### [Extrait proposé]
---+---
1. Zerbinetta / Ariadne auf Naxos (Richard Strauss)
Si certains amateurs de belcanto romantique, suspicieux dès qu’il s’agit de sopranos coloratures, regardent d’un oeil torve son incursion dans leur répertoire favori, nul ne peut contester la légitimité superlative d’Edita Gruberova en Zerbinetta, rôle qu’elle étrennera à Vienne en 1973 avant de le chanter plus de 200 fois et de l’enregistrer aux côtés de Jessye Norman sous la direction de Kurt Masur dans une intégrale qui se pose aujourd’hui encore en référence. Karl Böhm, qui avait personnellement connu Richard Strauss, disait regretter que le compositeur ne l’ait jamais entendue. [Christophe Rizoud]
2. Konstanze / Die Entführung aus dem Serail (Wolfgang Amadeus Mozart)
Justement, lorsque Karl Böhm, octogénaire, découvre Edita Gruberova, membre pas encore trentenaire de la troupe de l’Opéra de Vienne, il est émerveillé : cette agilité, cette technique, cette légèreté de timbre alliée à une telle puissance – tout pour incarner la Zerbinetta idéale ! Mais la coopération dépassera ce seul emploi Straussien. Connaissant Mozart comme personne, Böhm savait aussi que Gruberova pouvait être la Konstanze de sa génération. Ce n’est pas ce Martern aller arten étourdissant, capté à Munich en 1980, qui lui donnera tort ! [Clément Taillia]
3. Gilda / Rigoletto (Giuseppe Verdi)
Edita Gruberova fut une extraordinaire Gilda. Teresa Brambilla, créatrice du rôle à Venise en 1850, avait elle aussi une expérience notoire des reines donizettiennes : Verdi conféra à sa jeune fille un port et un phrasé royaux, la faisant paraître plus noble que le Duc, aristocrate patenté. C’est à cette suprême tenue vocale et dramatique que Gruberova rend justice exemplairement (même si, pour s’en rendre compte, il faut regarder en fermant les yeux le film graisseux de Ponnelle). [Sylvain Fort]
4. Amina / La Sonnambula (Vincenzo Bellini)
---+---
### [Données fournies]
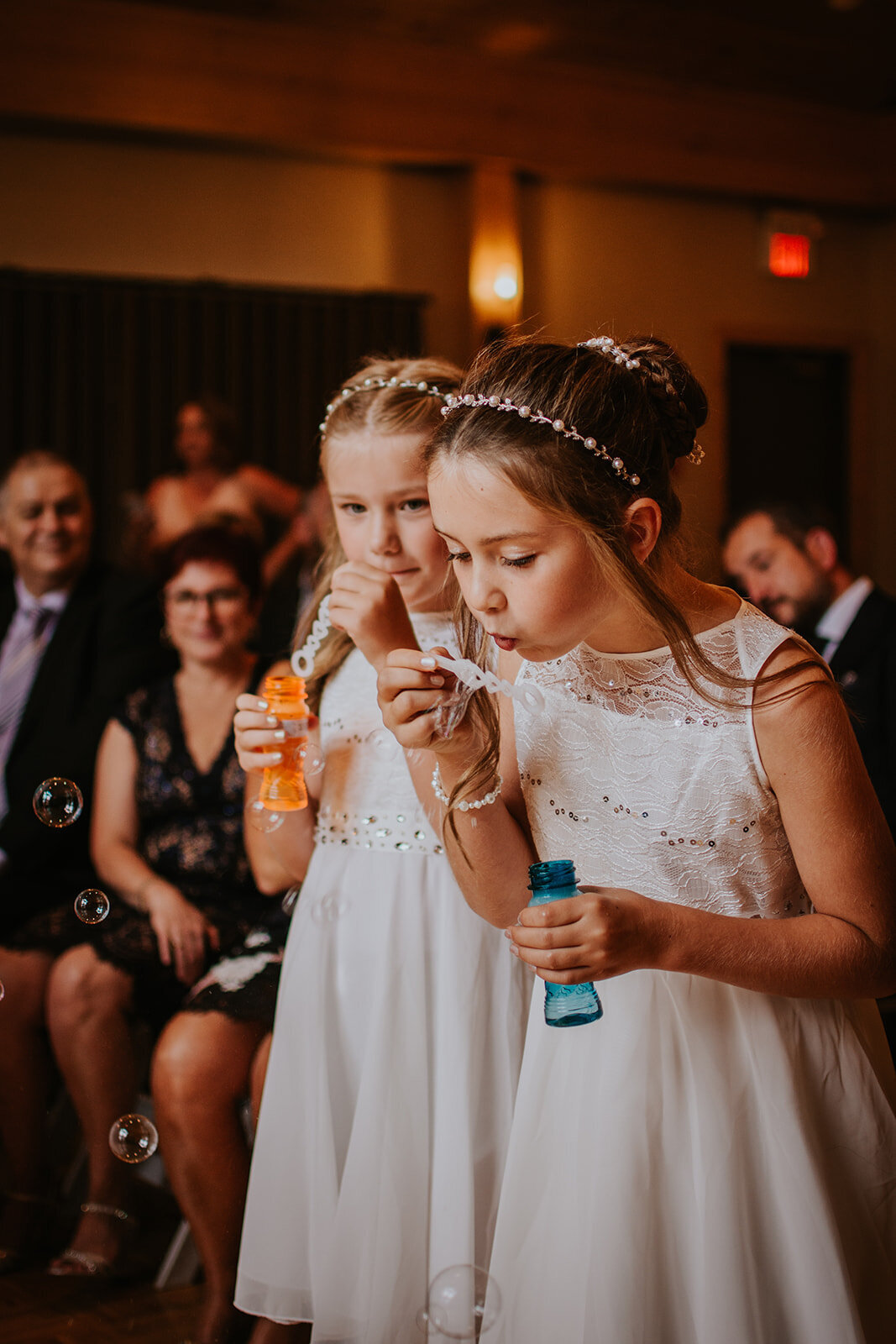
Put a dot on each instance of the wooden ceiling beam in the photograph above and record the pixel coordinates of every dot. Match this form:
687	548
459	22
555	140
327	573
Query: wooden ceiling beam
295	87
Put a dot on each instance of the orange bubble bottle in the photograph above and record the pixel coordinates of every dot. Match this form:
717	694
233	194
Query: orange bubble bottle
284	784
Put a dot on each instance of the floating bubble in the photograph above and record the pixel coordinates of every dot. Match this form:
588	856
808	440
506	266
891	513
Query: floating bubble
---+---
### [Consigne 1]
Les affirmations (a), (b) et (c) concordent-elles avec l'extrait sur Edita Gruberova ? Répondez par oui ou par non et citez les mots décisifs de l'extrait.
(a) Gruberova a chanté Zerbinetta pour la première fois à Vienne en 1973.
(b) Richard Strauss a entendu Gruberova chanter.
(c) Teresa Brambilla a créé le rôle de Gilda à Milan.
### [Consigne 2]
D'après l'extrait sur Edita Gruberova, dans quelle ville et en quelle année a été capté son « Martern aller arten » ?

### [Réponse attendue 1]
(a) Oui : « rôle qu’elle étrennera à Vienne en 1973 ».
(b) Non : « disait regretter que le compositeur ne l’ait jamais entendue ».
(c) Non : « Teresa Brambilla, créatrice du rôle à Venise en 1850 ».

### [Réponse attendue 2]
À Munich, en 1980.